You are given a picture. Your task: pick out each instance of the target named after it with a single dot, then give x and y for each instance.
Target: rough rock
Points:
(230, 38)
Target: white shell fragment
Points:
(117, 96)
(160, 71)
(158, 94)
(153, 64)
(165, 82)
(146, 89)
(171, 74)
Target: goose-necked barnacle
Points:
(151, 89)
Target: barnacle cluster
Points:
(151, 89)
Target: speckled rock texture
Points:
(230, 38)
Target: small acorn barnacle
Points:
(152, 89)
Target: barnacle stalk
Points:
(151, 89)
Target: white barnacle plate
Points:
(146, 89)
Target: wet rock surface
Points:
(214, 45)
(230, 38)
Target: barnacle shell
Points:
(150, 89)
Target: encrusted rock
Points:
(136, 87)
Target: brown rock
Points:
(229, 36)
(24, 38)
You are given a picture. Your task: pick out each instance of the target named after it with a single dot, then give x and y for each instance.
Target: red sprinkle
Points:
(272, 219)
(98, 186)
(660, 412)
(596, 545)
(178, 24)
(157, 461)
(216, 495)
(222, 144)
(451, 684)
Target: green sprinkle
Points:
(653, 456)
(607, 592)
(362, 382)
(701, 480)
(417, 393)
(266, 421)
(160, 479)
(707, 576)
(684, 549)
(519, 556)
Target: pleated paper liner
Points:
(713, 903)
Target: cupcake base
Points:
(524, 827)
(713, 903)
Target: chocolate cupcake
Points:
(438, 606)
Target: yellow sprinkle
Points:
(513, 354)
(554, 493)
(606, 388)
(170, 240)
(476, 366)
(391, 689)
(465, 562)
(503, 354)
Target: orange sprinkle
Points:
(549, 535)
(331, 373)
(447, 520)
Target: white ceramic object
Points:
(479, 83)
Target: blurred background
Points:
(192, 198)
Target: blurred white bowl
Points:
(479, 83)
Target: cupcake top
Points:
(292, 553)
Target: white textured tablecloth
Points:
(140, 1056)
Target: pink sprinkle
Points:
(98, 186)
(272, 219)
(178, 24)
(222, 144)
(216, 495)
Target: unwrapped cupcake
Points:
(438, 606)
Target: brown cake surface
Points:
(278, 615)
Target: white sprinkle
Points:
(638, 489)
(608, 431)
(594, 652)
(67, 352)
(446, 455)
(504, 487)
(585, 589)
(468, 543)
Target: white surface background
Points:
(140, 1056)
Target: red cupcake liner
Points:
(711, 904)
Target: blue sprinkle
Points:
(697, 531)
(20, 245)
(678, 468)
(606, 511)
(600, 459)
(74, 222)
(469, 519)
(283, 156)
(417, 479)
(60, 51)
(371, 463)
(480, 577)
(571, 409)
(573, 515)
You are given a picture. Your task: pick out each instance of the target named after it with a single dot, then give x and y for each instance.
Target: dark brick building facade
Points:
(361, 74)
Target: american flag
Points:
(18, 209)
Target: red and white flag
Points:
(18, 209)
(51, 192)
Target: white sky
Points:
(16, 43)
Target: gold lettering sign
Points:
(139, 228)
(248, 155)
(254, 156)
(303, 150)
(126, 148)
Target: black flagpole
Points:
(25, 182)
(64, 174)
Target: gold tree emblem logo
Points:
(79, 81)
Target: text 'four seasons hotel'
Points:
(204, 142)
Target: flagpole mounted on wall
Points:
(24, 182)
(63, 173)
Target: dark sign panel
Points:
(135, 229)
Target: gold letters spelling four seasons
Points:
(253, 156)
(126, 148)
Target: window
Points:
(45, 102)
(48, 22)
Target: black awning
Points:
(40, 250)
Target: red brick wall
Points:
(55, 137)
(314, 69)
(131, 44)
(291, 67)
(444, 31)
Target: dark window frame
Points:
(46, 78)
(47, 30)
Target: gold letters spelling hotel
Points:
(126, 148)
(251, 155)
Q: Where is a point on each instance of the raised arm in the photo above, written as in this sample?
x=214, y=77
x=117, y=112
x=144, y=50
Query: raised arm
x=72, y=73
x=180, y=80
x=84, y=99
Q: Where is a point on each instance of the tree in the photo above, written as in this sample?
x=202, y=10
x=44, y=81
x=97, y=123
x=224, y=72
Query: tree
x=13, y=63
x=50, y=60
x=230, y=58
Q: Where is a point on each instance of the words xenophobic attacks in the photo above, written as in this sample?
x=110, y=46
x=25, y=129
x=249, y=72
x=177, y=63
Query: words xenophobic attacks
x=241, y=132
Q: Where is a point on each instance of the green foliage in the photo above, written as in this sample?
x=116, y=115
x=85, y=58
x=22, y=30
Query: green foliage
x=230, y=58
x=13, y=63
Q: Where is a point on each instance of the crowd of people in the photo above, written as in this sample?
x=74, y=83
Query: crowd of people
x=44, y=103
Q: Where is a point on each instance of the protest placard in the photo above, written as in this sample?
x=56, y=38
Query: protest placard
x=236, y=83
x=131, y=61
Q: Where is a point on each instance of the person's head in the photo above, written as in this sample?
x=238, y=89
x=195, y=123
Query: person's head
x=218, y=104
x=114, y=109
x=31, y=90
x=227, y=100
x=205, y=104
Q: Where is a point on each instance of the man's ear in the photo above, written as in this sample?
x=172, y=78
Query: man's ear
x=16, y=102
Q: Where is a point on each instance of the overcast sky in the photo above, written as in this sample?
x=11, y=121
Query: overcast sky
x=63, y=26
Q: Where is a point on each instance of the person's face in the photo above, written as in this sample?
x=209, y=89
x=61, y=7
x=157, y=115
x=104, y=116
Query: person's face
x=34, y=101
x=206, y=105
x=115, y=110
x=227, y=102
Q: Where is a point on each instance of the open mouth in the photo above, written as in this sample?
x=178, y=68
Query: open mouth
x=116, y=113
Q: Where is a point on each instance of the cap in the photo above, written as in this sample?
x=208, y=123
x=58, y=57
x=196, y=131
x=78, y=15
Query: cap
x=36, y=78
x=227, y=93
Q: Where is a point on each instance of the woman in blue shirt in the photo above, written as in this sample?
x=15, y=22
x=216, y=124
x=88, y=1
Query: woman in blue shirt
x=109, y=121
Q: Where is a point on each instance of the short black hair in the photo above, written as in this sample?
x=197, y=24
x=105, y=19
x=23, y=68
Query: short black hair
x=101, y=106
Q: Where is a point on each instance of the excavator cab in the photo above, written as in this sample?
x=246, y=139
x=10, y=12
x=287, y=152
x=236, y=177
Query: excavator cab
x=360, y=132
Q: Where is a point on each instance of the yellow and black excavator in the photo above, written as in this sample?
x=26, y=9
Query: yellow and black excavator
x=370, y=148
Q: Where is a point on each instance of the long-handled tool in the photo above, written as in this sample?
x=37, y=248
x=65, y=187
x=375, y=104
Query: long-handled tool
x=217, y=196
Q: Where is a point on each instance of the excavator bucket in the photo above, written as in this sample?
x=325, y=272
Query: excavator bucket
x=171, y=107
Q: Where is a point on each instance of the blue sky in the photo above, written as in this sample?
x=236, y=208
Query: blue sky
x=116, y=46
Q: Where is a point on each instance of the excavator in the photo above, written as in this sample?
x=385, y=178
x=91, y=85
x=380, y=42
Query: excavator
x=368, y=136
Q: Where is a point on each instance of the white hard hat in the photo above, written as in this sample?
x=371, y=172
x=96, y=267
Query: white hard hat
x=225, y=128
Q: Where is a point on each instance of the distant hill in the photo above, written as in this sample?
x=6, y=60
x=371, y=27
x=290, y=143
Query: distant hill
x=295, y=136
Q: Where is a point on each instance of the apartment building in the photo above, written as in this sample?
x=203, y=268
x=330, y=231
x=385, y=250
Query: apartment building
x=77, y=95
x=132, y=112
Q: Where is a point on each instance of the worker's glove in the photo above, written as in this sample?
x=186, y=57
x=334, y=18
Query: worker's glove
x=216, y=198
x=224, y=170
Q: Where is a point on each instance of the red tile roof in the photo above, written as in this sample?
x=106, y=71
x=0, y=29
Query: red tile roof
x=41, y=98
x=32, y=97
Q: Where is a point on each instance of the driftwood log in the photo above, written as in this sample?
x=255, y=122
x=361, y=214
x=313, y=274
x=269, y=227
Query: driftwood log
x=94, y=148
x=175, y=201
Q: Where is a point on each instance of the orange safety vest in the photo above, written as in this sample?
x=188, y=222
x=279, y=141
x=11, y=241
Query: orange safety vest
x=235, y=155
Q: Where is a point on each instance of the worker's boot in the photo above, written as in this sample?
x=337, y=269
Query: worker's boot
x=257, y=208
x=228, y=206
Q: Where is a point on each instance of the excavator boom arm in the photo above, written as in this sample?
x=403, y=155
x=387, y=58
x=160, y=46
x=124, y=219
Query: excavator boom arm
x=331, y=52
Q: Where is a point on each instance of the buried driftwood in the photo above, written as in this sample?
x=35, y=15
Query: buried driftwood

Exercise brief: Write out exactly the lines from the line holding "Query: driftwood log" through the last line of the data, and nothing besides those lines.

Response to this task:
Query: driftwood log
x=94, y=148
x=175, y=201
Q: Where is a point on each instance of the orange safety vest in the photo above, written as in this sample?
x=188, y=222
x=279, y=141
x=11, y=241
Query: orange safety vest
x=235, y=155
Q: Where is a point on each instance of the worker's boot in the photo above, written as in this sample?
x=337, y=269
Query: worker's boot
x=257, y=208
x=228, y=206
Q: Where is a point on each instance of the excavator boom arm in the photo above, written as in this sample?
x=403, y=155
x=387, y=58
x=160, y=46
x=124, y=219
Query: excavator boom arm
x=331, y=52
Q: Where is a point on each instance of the buried driftwood in the photo above, written as in this sample?
x=35, y=15
Query: buried driftwood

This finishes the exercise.